- Listed entries:

--------------------------------------------------

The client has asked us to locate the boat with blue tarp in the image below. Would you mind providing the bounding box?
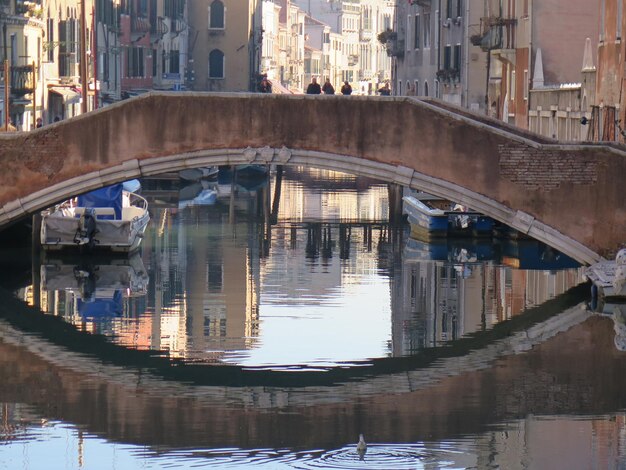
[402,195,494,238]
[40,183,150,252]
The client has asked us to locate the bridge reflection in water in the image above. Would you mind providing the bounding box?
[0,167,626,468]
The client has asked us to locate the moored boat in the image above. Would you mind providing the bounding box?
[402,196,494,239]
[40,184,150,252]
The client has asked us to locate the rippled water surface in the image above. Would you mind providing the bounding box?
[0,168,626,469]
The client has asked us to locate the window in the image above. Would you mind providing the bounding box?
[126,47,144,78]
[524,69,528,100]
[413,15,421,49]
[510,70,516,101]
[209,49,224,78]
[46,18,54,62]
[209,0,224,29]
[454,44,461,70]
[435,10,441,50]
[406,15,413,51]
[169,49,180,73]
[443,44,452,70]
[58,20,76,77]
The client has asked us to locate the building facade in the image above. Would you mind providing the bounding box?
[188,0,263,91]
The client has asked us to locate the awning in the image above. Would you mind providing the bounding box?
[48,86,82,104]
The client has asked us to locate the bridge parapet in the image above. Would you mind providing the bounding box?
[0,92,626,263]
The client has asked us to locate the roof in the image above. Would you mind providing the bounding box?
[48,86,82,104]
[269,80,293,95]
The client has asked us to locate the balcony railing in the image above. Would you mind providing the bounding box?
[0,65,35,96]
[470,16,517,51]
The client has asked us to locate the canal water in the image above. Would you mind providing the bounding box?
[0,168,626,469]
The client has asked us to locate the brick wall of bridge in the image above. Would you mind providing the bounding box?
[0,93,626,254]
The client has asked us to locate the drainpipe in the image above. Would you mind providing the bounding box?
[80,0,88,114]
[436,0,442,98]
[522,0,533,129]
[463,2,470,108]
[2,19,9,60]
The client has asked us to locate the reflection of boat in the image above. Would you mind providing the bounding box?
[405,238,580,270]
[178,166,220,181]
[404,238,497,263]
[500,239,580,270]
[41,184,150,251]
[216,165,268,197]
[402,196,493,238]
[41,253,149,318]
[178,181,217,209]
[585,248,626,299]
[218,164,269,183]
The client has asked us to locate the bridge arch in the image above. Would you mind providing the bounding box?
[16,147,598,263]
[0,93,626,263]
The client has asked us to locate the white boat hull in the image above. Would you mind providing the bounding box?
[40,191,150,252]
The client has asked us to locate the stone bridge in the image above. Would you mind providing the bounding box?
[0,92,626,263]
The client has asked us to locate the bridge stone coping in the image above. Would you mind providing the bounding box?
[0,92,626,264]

--------------------------------------------------

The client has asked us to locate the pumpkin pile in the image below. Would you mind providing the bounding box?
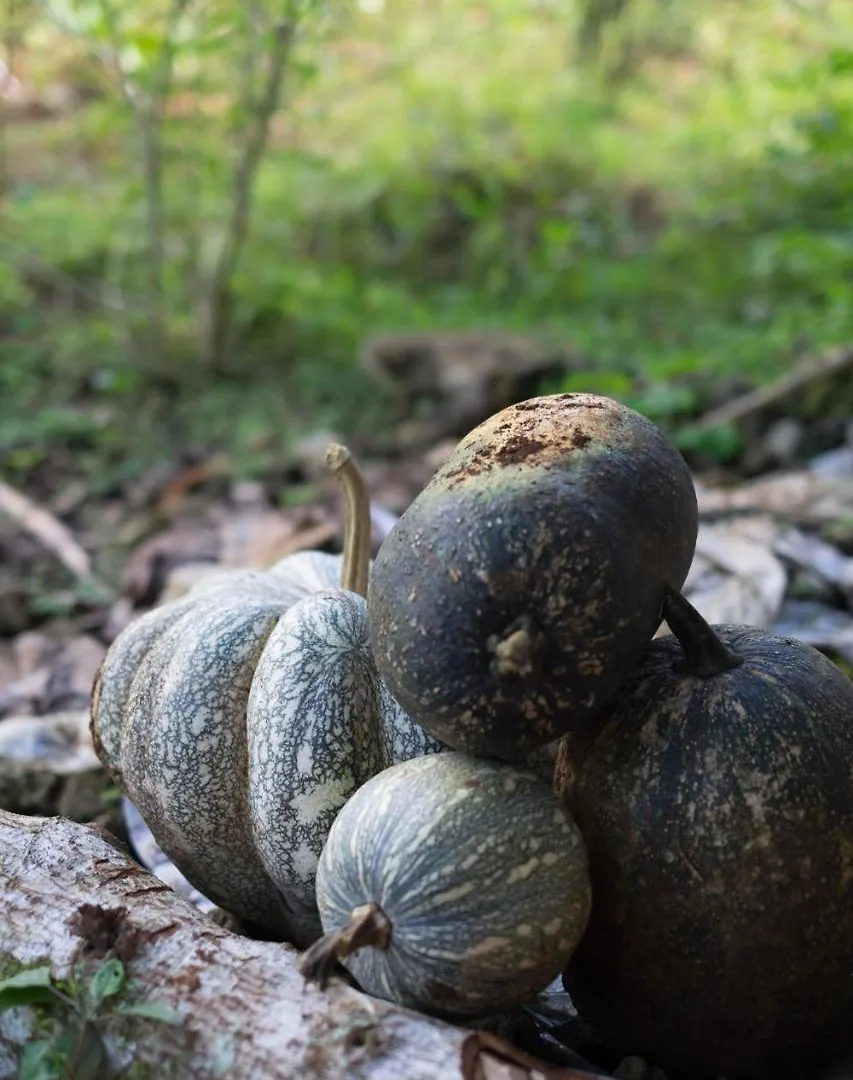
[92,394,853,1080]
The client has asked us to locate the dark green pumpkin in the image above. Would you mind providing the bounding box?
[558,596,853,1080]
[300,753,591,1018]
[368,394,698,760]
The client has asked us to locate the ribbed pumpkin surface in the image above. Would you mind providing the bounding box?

--------------------------------------------------

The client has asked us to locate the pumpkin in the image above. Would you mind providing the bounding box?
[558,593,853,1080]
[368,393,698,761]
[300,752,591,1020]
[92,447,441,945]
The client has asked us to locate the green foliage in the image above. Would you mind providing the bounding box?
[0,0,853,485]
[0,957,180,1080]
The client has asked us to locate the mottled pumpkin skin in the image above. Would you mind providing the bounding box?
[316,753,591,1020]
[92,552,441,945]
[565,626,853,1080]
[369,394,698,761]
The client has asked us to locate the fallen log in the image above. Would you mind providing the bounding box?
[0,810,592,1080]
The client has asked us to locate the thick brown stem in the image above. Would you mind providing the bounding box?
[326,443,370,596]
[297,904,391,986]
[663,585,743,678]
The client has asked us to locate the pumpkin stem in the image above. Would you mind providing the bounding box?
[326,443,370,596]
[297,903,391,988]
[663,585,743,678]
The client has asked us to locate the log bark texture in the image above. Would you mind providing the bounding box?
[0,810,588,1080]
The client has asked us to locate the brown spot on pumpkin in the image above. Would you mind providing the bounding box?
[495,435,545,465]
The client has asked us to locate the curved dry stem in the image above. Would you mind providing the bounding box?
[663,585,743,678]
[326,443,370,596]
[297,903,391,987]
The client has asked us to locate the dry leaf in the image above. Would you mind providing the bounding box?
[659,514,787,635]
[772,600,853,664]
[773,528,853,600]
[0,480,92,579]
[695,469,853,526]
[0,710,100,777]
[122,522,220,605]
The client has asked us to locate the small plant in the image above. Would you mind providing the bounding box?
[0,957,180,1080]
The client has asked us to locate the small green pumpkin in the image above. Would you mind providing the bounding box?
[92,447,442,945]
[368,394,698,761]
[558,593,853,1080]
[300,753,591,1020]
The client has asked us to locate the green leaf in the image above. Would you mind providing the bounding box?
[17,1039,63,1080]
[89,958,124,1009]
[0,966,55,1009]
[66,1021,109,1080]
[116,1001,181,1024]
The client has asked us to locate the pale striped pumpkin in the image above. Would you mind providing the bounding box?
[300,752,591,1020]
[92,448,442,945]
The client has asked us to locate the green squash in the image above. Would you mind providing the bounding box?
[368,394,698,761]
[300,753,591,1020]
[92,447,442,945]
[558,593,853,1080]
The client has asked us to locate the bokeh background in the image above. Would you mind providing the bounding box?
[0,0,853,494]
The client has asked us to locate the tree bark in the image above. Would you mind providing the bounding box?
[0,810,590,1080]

--------------------------------------------------

- Problem description:
Reproduce the stretch of lines from the one containing "The client has asked us to locate the boat" through the one containing "[0,167,626,468]", both included, word for word and with the picture left out.

- Correct response:
The client has asked us to locate the boat with blue tarp in the image below. Would you mind providing the bounding box?
[402,195,494,238]
[40,183,150,252]
The client has asked us to locate the bridge reflection in water in the image above. Would you mind providing the bounding box?
[0,167,626,468]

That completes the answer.